*TASK REQUIREMENTS*. Across these entries, count the lines holding the string "stone"; the number is the whole answer.

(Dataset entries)
Start of Block

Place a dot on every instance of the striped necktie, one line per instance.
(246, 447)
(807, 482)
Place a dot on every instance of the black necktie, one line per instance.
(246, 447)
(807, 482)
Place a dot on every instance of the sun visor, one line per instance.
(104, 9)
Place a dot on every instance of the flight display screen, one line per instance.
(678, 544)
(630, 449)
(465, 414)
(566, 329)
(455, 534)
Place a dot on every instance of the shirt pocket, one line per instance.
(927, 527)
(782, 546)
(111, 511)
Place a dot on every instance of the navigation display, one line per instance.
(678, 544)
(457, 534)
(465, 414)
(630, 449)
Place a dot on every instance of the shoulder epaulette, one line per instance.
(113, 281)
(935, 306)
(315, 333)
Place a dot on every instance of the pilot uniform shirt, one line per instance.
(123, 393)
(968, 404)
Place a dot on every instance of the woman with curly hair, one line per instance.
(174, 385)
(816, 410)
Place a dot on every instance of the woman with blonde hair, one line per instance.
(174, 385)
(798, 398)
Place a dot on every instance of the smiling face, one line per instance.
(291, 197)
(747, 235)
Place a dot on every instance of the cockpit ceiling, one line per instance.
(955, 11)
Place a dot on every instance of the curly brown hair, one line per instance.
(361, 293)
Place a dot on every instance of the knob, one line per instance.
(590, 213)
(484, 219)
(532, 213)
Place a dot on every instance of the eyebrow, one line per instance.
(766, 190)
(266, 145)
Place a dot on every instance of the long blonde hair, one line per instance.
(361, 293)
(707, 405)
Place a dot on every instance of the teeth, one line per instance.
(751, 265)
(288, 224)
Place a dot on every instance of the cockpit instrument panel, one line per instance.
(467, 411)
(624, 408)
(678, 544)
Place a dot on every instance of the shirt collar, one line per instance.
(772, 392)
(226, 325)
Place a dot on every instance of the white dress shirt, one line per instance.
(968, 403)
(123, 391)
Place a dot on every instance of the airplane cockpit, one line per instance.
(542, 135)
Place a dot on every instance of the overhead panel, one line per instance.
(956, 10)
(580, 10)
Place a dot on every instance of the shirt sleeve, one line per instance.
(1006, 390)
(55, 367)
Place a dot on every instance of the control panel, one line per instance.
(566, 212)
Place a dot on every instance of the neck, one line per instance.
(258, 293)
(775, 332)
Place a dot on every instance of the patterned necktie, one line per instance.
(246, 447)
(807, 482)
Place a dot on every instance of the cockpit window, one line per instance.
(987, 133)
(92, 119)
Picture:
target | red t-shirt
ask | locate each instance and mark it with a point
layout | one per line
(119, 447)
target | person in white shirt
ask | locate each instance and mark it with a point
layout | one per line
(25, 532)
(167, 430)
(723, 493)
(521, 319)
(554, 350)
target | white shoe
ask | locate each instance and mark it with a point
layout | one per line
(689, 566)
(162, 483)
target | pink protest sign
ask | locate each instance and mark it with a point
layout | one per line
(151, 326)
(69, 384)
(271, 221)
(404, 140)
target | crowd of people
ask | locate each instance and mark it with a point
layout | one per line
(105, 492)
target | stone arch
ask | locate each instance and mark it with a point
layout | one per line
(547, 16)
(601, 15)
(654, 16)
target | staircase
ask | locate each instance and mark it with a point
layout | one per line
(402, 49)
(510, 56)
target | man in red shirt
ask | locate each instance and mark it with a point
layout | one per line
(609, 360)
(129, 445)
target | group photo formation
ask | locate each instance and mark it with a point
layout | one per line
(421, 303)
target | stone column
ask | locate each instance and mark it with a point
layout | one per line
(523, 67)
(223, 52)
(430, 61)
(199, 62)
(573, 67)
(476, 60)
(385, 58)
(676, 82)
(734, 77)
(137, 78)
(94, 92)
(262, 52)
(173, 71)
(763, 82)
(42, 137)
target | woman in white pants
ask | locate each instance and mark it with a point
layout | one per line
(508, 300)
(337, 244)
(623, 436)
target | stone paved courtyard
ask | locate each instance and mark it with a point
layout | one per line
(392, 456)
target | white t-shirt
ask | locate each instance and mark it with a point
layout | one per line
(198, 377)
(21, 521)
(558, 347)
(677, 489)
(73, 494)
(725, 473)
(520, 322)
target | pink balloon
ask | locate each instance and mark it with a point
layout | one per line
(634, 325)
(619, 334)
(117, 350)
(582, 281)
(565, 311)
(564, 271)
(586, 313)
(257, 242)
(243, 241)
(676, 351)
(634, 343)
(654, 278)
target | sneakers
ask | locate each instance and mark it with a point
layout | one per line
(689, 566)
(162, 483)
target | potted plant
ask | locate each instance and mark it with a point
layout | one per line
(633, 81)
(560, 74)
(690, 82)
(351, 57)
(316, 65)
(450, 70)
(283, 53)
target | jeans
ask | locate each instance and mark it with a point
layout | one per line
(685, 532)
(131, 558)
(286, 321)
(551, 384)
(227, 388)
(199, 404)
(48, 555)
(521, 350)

End of Block

*ANSWER SECTION*. 3